WRITTEN INSTRUCTION:
Turn each line of the material below into an item of a numbered list, omitting any blank lines.

DATA IN THIS EXERCISE:
☆ ☆ ☆ ☆ ☆ ☆ ☆
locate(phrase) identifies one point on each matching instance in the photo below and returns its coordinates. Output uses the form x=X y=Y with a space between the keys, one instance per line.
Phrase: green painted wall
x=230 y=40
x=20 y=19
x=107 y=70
☆ ☆ ☆ ☆ ☆ ☆ ☆
SOLUTION TO THIS TASK:
1. locate(phrase) identifies one point on each matching instance in the photo below and returns its coordinates. Output uses the form x=X y=Y with a space between the keys, one instance per line.
2. Phrase: green painted wall
3. x=230 y=40
4. x=20 y=19
5. x=107 y=70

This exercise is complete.